◆ ITEMS:
+ + + + + + +
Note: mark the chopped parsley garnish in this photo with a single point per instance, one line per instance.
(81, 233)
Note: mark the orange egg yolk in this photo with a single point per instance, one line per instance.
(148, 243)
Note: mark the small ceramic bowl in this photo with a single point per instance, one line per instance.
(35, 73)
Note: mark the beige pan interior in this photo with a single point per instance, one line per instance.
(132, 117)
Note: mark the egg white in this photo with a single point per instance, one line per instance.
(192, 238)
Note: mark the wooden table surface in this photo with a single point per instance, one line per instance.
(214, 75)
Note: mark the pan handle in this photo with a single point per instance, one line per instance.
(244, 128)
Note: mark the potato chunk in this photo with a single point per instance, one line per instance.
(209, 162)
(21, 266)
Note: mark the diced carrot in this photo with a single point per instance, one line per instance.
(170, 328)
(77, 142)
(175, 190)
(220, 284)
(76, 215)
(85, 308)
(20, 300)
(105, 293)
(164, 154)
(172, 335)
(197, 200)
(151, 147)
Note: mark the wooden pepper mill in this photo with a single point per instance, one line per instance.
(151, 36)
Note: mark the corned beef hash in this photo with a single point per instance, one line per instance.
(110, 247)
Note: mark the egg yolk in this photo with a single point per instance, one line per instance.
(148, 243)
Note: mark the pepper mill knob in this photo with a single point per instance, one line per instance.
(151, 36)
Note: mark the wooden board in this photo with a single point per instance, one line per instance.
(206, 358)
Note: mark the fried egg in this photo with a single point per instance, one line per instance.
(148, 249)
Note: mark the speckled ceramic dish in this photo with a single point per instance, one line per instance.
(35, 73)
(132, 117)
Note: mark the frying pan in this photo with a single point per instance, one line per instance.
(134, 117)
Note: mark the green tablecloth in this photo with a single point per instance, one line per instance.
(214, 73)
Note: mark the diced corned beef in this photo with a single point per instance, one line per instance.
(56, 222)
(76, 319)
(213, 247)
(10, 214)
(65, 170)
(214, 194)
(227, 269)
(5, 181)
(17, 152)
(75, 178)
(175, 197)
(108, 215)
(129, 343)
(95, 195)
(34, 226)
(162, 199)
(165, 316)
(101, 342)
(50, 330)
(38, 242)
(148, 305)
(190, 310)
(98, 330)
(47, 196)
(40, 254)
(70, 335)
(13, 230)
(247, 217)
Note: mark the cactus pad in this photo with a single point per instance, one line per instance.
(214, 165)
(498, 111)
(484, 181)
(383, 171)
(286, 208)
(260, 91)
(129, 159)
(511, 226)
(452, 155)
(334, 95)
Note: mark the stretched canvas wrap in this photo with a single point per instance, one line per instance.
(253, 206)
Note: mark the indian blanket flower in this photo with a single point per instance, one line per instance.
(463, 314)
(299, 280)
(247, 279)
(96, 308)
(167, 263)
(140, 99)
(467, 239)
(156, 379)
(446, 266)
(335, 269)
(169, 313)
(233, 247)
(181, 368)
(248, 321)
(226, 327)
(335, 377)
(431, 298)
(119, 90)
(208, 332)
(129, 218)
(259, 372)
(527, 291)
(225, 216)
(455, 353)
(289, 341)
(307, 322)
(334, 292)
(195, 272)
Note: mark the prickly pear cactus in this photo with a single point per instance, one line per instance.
+ + + + + + +
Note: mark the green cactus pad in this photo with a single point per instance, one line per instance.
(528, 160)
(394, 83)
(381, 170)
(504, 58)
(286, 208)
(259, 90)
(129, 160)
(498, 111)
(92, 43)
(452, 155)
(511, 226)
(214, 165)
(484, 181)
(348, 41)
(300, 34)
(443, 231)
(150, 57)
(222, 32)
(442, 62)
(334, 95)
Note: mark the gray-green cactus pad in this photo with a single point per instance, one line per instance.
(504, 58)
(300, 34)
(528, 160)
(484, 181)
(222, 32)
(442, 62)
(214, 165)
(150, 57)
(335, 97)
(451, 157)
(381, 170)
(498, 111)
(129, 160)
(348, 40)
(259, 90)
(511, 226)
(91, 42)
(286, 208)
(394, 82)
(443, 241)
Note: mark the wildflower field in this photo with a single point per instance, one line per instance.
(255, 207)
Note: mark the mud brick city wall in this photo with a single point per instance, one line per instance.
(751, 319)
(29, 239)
+ + + + + + +
◆ EXERCISE: Pull out every line of the items above that holds the word "mill" and copy each one unchanged.

◆ SOLUTION TO THIS PROBLEM:
Note: mark the wooden pepper mill in this photo with a single point per instance, one line per instance.
Note: mark the pepper mill knob in this photo with a single point per instance, one line per instance.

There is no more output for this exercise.